TEXT PROVIDED: Begin
It is an excellent source of the B vitamin folate. A serving of six cooked fresh asparagus spears contains 1 g dietary fiber, 490 IU vitamin A, 10 mg vitamin C and 131 mcg folate. Besides, it’s also low in sodium, fat and practically no cholesterol.
The most nutritious way to serve asparagus is by serving it fresh, boiled and drained. Canned asparagus may have less than half of the nutrients found in freshly cooked spears. As such it is encouraged to take asparagus when it’s fresh.
Search for bright green stalks while purchasing asparagus. The tips should be purplish and tightly closed and the stalks should be firm. Asparagus is in season from March through August. Always avoid wilted stalks and asparagus whose buds have opened. When storing, keep it fresh in the fridge.
To keep it as crisp as possible, wrap it in a moist paper towel and then put the entire package into a plastic bag. Keeping asparagus cool helps it to hold onto its own vitamins. At 32 degrees F, asparagus will retain all its folic acid for at least 2 weeks and almost 90 percent of its vitamin C for up to five days. At room temperature, it would lose up to 75 percent of its folic acid in three days and 50 percent of the vitamin C in 24 hours.
The adverse effects associated with asparagus is that after eating, we will excrete the sulfur compound methyl mercaptan, a smelly waste product, in our pee. Eating asparagus may also interfere with the effectiveness of anticoagulants whose job is to thin blood and dissolve clots because asparagus is high in vitamin K, a vitamin produced naturally by bacteria in our intestines, an adequate source of which enables blood to clot normally.
TEXT PROVIDED: End
WHAT IS EXPECTED
Set down verbatim the part of the asparagus text that opens with the words containing "Search for bright" and closes with "in 24 hours.".
RECORDED INFORMATION: Begin
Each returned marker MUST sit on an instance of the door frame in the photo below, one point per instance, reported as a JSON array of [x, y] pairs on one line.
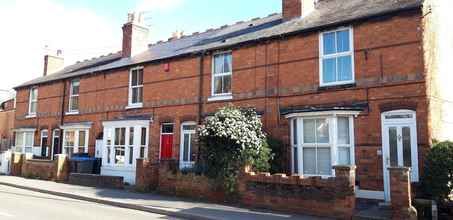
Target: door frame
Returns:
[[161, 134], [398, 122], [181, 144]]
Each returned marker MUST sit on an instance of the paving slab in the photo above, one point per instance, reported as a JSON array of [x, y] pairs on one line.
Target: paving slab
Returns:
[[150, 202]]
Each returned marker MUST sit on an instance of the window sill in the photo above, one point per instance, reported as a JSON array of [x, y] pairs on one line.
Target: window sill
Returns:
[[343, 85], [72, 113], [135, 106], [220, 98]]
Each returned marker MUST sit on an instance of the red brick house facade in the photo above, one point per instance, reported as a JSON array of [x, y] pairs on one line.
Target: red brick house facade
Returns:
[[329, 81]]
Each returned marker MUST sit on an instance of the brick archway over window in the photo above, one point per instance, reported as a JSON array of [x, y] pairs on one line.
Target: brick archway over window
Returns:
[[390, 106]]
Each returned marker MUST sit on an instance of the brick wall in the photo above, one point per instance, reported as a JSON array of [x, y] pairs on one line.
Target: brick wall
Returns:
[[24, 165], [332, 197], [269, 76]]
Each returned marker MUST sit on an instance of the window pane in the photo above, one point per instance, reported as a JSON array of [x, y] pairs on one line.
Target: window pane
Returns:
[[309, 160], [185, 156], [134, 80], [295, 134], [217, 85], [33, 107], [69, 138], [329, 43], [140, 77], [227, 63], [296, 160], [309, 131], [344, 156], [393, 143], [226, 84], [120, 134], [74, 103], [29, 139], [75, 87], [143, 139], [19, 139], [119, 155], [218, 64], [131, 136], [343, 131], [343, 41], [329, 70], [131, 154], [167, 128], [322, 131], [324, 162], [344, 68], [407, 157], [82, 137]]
RECORDED INFORMATION: End
RECORDED INFORMATION: Begin
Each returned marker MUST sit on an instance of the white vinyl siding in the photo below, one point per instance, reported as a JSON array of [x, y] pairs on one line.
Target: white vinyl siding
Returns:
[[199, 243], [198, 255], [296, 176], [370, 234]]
RECORDED INFORMATION: End
SOLUTION TO THE EXERCISE
Search for bright green stalks while purchasing asparagus. The tips should be purplish and tightly closed and the stalks should be firm. Asparagus is in season from March through August. Always avoid wilted stalks and asparagus whose buds have opened. When storing, keep it fresh in the fridge.
To keep it as crisp as possible, wrap it in a moist paper towel and then put the entire package into a plastic bag. Keeping asparagus cool helps it to hold onto its own vitamins. At 32 degrees F, asparagus will retain all its folic acid for at least 2 weeks and almost 90 percent of its vitamin C for up to five days. At room temperature, it would lose up to 75 percent of its folic acid in three days and 50 percent of the vitamin C in 24 hours.